Stored items:
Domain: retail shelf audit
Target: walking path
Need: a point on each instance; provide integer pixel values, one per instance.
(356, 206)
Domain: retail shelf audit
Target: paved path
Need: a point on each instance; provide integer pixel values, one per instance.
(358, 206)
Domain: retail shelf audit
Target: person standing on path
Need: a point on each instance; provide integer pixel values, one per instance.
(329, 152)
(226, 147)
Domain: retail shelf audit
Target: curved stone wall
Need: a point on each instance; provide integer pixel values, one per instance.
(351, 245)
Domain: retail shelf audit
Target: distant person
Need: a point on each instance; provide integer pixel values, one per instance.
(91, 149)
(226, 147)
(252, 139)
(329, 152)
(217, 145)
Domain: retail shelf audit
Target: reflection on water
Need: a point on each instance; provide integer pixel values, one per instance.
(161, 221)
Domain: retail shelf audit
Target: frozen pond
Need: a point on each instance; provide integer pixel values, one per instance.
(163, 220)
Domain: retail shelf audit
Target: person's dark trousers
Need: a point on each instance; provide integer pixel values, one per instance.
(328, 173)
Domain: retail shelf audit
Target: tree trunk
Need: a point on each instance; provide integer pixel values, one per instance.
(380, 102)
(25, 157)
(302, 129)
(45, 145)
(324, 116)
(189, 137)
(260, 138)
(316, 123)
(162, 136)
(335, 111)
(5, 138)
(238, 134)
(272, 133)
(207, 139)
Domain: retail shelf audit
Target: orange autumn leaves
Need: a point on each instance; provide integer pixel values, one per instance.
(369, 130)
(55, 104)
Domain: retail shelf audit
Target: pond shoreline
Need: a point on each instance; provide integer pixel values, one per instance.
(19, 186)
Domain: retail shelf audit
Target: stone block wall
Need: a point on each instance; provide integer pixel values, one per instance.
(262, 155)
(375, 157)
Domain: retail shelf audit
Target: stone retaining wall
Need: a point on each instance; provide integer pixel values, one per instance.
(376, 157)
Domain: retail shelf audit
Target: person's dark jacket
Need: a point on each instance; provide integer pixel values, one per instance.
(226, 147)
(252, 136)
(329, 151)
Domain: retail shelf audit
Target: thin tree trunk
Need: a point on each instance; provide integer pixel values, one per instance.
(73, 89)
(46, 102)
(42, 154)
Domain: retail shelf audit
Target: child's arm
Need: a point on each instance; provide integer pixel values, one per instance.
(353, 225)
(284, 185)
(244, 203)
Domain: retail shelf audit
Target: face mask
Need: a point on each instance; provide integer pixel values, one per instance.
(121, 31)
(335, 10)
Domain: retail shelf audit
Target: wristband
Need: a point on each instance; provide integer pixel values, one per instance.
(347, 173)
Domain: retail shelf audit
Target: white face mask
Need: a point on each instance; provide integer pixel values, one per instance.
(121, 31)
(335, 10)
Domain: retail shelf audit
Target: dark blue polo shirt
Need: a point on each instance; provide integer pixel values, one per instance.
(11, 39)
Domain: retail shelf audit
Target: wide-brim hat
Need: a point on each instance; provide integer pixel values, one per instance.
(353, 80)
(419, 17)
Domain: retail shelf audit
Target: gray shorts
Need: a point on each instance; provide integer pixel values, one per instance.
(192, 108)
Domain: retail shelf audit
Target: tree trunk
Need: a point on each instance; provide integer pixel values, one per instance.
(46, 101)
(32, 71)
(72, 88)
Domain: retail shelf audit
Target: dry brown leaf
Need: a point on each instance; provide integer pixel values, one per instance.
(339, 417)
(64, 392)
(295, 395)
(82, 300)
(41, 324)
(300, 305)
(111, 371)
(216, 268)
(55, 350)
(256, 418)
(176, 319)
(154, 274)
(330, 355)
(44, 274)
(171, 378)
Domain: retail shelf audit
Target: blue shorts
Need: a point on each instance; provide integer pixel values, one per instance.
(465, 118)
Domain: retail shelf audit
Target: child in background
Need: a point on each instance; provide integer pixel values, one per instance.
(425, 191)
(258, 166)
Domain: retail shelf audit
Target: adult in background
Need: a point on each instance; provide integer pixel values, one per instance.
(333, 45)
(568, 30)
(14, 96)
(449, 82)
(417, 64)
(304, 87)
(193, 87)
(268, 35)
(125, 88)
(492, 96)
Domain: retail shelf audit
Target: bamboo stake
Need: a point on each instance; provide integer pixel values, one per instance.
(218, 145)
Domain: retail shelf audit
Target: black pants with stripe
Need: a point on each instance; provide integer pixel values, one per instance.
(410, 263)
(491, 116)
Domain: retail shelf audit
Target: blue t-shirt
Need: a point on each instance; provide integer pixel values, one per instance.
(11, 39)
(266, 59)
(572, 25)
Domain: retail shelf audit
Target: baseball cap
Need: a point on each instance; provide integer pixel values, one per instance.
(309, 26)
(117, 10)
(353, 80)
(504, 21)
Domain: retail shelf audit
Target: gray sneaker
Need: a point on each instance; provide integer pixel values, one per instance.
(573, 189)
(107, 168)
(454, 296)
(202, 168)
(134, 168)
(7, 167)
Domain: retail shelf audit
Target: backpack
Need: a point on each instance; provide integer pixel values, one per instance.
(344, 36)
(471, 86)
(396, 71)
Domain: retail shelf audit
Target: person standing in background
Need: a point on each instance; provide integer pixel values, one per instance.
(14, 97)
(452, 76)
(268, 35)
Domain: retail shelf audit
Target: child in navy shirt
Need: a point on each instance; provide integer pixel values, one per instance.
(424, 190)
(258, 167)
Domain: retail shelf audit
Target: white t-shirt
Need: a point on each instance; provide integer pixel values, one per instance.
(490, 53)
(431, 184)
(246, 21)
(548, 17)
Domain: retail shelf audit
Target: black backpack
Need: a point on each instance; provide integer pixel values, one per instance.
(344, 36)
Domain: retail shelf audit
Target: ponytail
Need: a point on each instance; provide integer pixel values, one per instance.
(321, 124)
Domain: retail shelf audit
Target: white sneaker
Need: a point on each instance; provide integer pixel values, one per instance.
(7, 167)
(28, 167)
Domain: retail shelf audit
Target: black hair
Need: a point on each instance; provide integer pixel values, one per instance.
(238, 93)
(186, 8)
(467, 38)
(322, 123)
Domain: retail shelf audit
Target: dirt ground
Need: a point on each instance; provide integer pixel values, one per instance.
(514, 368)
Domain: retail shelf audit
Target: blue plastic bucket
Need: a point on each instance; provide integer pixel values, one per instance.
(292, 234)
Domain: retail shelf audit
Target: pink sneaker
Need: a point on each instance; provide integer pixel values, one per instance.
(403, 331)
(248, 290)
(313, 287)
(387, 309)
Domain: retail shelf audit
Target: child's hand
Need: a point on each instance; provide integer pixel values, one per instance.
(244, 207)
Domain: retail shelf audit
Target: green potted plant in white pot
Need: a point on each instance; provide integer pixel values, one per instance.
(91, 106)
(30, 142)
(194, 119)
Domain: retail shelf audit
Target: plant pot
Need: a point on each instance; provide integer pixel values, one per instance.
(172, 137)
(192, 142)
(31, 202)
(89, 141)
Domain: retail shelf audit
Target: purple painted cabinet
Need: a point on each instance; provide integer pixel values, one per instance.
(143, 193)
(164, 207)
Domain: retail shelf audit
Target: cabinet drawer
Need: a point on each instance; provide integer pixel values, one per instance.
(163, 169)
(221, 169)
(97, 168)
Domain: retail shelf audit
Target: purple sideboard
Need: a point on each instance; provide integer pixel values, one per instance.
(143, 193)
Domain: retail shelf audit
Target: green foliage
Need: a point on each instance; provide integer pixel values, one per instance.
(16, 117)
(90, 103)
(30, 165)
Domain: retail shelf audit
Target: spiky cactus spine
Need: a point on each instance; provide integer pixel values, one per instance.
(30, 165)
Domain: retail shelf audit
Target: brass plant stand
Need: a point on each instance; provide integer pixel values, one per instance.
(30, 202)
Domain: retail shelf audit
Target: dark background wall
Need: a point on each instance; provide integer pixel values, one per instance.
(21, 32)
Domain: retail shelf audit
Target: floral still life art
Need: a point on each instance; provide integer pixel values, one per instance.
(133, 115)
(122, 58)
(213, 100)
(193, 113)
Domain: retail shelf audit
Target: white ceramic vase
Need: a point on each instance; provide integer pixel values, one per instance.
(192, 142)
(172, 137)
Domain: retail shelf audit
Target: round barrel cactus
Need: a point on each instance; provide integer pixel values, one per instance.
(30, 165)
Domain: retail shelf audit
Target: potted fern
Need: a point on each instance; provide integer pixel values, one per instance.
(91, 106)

> [Goal of the exercise]: What are the lines, exactly as written above, from the line with "Target: stone retaining wall" to the line with "Target: child's arm", both included? Output only those.

> [Expected answer]:
Target: stone retaining wall
Need: a point on each instance; provide integer pixel values, one per instance.
(376, 157)
Domain: retail shelf audit
Target: person's dark jacket
Need: a point on each instance; provide integer pixel values, one per instance.
(226, 147)
(252, 136)
(329, 151)
Domain: retail shelf audit
Target: thin tree trunk
Need: a point on each instance; provide integer pixel values, one per instance.
(73, 89)
(46, 102)
(42, 154)
Domain: retail shelf audit
Target: child's arm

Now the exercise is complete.